[Segmentation mask data]
---
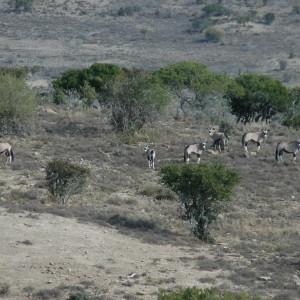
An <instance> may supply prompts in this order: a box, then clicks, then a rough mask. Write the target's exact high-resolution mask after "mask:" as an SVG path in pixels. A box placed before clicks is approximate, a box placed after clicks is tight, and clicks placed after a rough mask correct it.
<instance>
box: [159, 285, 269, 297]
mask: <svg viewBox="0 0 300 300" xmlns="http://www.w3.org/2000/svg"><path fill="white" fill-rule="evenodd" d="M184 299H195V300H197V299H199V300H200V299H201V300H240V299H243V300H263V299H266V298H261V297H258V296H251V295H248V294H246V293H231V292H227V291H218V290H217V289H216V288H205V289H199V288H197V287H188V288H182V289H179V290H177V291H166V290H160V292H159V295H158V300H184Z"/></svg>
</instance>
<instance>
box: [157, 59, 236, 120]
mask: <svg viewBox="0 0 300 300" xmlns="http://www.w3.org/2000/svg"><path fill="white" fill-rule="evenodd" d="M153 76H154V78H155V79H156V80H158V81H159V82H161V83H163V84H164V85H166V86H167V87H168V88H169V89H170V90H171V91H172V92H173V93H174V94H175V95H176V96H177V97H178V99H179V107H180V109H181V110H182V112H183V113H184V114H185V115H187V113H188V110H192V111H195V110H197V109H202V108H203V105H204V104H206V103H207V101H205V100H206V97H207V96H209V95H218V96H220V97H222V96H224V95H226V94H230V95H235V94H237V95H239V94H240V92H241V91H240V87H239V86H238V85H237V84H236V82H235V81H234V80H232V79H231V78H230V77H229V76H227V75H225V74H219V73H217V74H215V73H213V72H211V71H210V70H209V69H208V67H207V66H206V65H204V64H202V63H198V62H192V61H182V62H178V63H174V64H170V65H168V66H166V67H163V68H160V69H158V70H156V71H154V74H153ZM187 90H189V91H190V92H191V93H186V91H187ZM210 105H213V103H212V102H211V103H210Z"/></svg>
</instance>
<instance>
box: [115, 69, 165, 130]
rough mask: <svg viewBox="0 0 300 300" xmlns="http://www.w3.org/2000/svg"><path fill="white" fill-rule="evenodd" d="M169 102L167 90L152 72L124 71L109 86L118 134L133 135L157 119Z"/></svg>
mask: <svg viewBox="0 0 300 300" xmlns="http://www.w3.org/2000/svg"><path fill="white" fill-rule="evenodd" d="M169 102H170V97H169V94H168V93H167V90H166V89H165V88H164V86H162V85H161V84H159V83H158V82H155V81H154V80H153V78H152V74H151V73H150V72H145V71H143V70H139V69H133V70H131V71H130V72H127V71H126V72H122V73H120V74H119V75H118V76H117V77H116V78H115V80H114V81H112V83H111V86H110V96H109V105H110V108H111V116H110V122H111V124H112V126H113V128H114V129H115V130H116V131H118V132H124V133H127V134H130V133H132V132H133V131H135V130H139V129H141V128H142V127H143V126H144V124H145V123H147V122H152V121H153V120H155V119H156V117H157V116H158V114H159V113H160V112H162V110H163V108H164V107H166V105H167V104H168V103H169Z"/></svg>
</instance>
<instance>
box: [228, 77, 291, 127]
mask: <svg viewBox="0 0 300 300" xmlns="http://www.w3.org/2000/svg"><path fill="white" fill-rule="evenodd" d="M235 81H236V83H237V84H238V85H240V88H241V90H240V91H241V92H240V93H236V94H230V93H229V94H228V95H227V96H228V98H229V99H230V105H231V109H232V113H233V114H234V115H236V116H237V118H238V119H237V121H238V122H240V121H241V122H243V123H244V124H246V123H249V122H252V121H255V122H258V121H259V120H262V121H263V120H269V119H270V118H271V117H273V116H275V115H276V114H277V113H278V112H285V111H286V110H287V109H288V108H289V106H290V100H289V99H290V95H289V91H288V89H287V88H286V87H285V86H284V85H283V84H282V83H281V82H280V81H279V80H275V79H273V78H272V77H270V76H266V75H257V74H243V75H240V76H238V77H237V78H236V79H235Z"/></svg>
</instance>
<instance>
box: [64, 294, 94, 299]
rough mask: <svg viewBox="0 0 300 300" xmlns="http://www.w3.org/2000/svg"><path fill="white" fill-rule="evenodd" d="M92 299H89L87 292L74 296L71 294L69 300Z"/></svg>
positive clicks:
---
▸ **Exercise**: Please reproduce the listing above word for word from beginning to end, omitting the picture.

▸ **Your solution**:
An <instance> may supply prompts in this order: a box, then clicks, then a rough mask. Write the target's exact high-resolution mask after "mask:" as an SVG path in pixels. A box placed before clicks is approximate, a box placed after clicks is tight, and clicks placed after a rough mask correct it.
<instance>
box: [159, 285, 269, 297]
mask: <svg viewBox="0 0 300 300" xmlns="http://www.w3.org/2000/svg"><path fill="white" fill-rule="evenodd" d="M184 299H195V300H197V299H199V300H200V299H201V300H240V299H243V300H263V299H266V298H261V297H258V296H251V295H248V294H246V293H231V292H227V291H218V290H217V289H216V288H205V289H199V288H197V287H188V288H182V289H179V290H177V291H166V290H160V292H159V295H158V300H184Z"/></svg>
</instance>
<instance>
box: [157, 59, 236, 120]
mask: <svg viewBox="0 0 300 300" xmlns="http://www.w3.org/2000/svg"><path fill="white" fill-rule="evenodd" d="M153 76H154V78H155V79H156V80H158V81H159V82H161V83H163V84H164V85H166V86H167V87H168V88H169V89H170V90H171V91H172V92H173V93H174V94H175V95H176V96H177V97H178V99H179V107H180V109H181V110H182V112H183V113H184V114H185V115H187V113H188V110H192V111H195V110H197V109H202V108H203V105H204V104H206V103H207V101H205V100H206V97H207V96H209V95H218V96H220V97H222V96H224V95H226V94H230V95H235V94H237V95H239V94H240V92H241V91H240V87H239V86H238V85H237V84H236V82H235V81H234V80H232V79H231V78H230V77H229V76H227V75H225V74H219V73H217V74H215V73H213V72H211V71H210V70H209V69H208V67H207V66H206V65H204V64H202V63H198V62H192V61H182V62H178V63H174V64H170V65H168V66H166V67H163V68H160V69H158V70H156V71H154V74H153ZM187 90H189V91H190V92H191V93H186V91H187ZM210 105H213V103H212V102H211V103H210Z"/></svg>
</instance>
<instance>
box: [115, 69, 165, 130]
rough mask: <svg viewBox="0 0 300 300" xmlns="http://www.w3.org/2000/svg"><path fill="white" fill-rule="evenodd" d="M169 102L167 90L152 72L124 71L109 86L118 134L133 135L157 119Z"/></svg>
mask: <svg viewBox="0 0 300 300" xmlns="http://www.w3.org/2000/svg"><path fill="white" fill-rule="evenodd" d="M169 102H170V97H169V94H168V93H167V90H166V89H165V88H164V86H162V85H161V84H159V83H158V82H155V81H154V80H153V78H152V74H151V73H150V72H145V71H143V70H139V69H133V70H131V71H130V72H127V71H126V72H122V73H120V74H119V75H118V76H117V77H116V78H115V80H114V81H112V83H111V86H110V96H109V105H110V108H111V116H110V122H111V124H112V126H113V128H114V129H115V130H116V131H118V132H124V133H127V134H130V133H132V132H133V131H135V130H139V129H141V128H142V127H143V126H144V124H145V123H147V122H152V121H153V120H155V119H156V117H157V116H158V114H159V113H160V112H162V110H163V108H164V107H166V105H167V104H168V103H169Z"/></svg>
</instance>
<instance>
box: [228, 77, 291, 127]
mask: <svg viewBox="0 0 300 300" xmlns="http://www.w3.org/2000/svg"><path fill="white" fill-rule="evenodd" d="M235 81H236V83H237V84H238V85H240V88H241V90H240V91H241V92H240V93H236V94H230V93H229V94H228V95H227V96H228V98H229V99H230V105H231V109H232V113H233V114H234V115H236V116H237V118H238V119H237V121H238V122H240V121H241V122H243V123H244V124H246V123H249V122H252V121H255V122H258V121H259V120H262V121H263V120H269V119H270V118H271V117H273V116H275V115H276V114H277V113H278V112H285V111H286V110H287V109H288V108H289V106H290V100H289V99H290V95H289V91H288V89H287V88H286V87H285V86H284V85H283V84H282V83H281V82H280V81H279V80H275V79H273V78H272V77H270V76H266V75H257V74H243V75H240V76H238V77H237V78H236V79H235Z"/></svg>
</instance>
<instance>
box: [64, 294, 94, 299]
rough mask: <svg viewBox="0 0 300 300" xmlns="http://www.w3.org/2000/svg"><path fill="white" fill-rule="evenodd" d="M92 299H89L87 292L74 296L71 294L69 300Z"/></svg>
positive clicks:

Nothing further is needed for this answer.